§ Exercise: All the records that follow need to be reproduced exactly. Omit the images.

§ Records:
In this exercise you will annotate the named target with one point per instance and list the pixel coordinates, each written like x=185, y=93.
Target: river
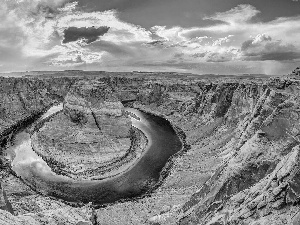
x=136, y=180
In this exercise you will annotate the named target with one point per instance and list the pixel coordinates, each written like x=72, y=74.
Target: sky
x=193, y=36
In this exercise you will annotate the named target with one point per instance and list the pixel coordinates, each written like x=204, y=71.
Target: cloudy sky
x=198, y=36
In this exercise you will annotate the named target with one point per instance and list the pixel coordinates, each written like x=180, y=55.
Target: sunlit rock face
x=91, y=130
x=242, y=161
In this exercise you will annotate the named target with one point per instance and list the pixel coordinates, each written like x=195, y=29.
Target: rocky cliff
x=240, y=164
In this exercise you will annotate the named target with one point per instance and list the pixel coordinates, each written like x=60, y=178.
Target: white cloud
x=27, y=35
x=240, y=14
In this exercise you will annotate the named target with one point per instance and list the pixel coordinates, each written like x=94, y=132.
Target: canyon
x=239, y=162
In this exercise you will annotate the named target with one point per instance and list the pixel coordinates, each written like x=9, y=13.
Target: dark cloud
x=263, y=48
x=90, y=34
x=219, y=57
x=155, y=43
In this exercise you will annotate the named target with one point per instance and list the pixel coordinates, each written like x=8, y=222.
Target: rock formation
x=240, y=164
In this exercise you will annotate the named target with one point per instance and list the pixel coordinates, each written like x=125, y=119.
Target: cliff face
x=241, y=165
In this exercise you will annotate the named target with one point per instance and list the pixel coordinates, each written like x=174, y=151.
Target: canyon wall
x=240, y=164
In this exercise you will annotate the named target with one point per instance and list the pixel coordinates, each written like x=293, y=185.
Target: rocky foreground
x=240, y=165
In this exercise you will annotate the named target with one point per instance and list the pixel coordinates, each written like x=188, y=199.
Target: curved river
x=138, y=179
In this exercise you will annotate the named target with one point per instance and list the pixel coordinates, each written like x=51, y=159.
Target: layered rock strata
x=242, y=163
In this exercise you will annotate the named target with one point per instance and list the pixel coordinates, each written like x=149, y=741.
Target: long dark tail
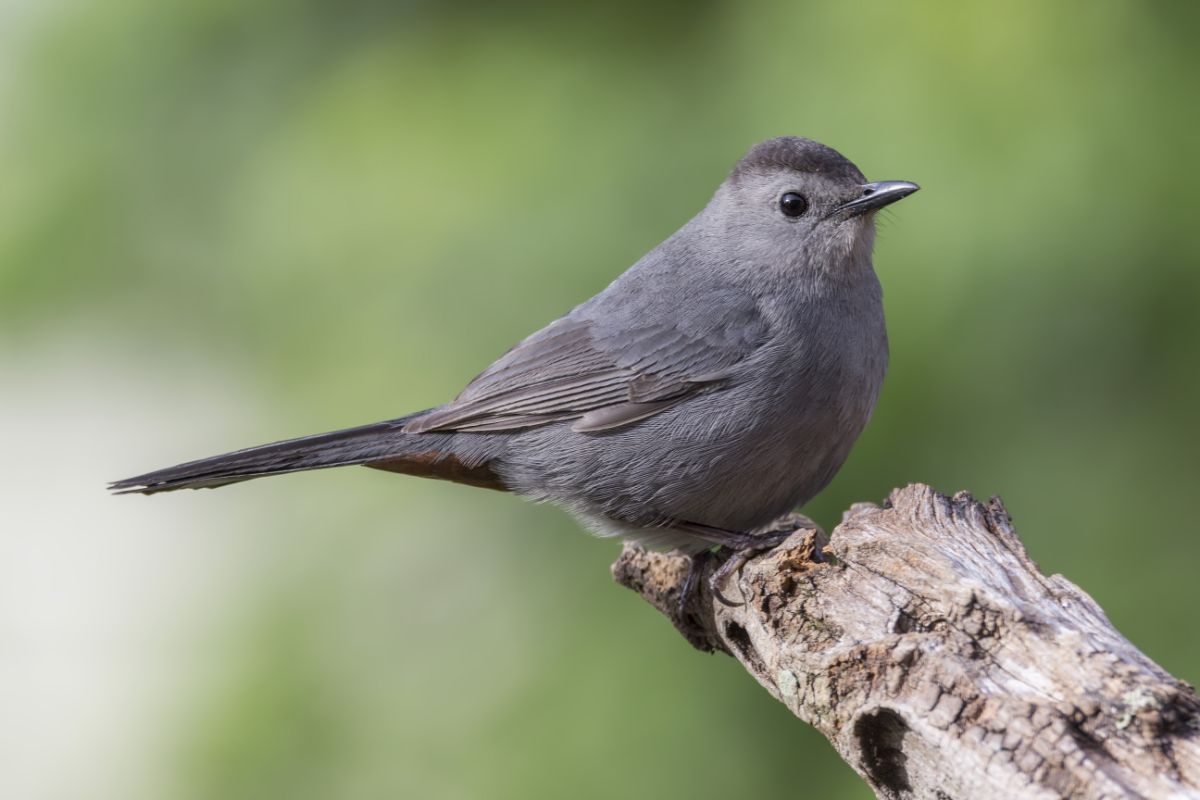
x=382, y=445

§ Answer space:
In this exercise you will annotate the named target with one point per instance and list the pixel coordinates, each written like x=185, y=93.
Target: river
x=136, y=180
In this exercise you will annotate the named target with one point per instance and list the pixel coordinates, each written like x=72, y=74.
Target: sky
x=193, y=36
In this exercise you will annotate the named target with one point per instance and list the pixel coordinates, each written like x=204, y=71.
Target: cloudy sky
x=198, y=36
In this exercise you will annotate the named target with one point per instance and list the pixel coordinates, each written like x=180, y=55.
Target: sunlit rock face
x=91, y=130
x=242, y=161
In this exercise you will annotate the named target with one point per instance and list the pixel coordinates, each written like x=195, y=29.
Target: rocky cliff
x=240, y=164
In this exercise you will annotate the named target with one point per instance and list the pixel coordinates, each written like x=60, y=178.
Target: white cloud
x=27, y=35
x=240, y=14
In this exercise you will annotate the named target with one point per instance and list the pixel coordinates, each written like x=94, y=132.
Target: canyon
x=239, y=162
In this exercise you will annotate the named target with one point per instance and list the pixel coordinates, each written like x=9, y=13.
Target: dark cloud
x=263, y=48
x=90, y=34
x=219, y=57
x=155, y=43
In this exercise you will annotate the named target with one point per instance and list the pixel coordinates, each written like x=8, y=222.
Target: rock formation
x=240, y=164
In this exercise you will annotate the named target with one point per instance and list the pixel coordinates, each written like x=125, y=119.
Target: cliff face
x=241, y=165
In this exercise you will annotate the named target with one point per instance and list the pixel coordinates, each written like x=174, y=151.
Target: canyon wall
x=240, y=164
In this exercise you will annotate the named target with one point per instance and list the pixel coordinates, each written like x=293, y=185.
Target: rocky foreground
x=240, y=165
In this exercise you will annotate the named target with one point per instance and list the pixel coordinates, each written like x=188, y=199.
Target: curved river
x=138, y=179
In this exercise you will annotate the named target with one point per instance and list the pixel coordinates, each written like x=51, y=159.
Target: layered rock strata
x=242, y=163
In this exercise you will annotate the named target with one point per instance and list the pixel coordinates, each written like x=149, y=741.
Target: long dark tail
x=382, y=445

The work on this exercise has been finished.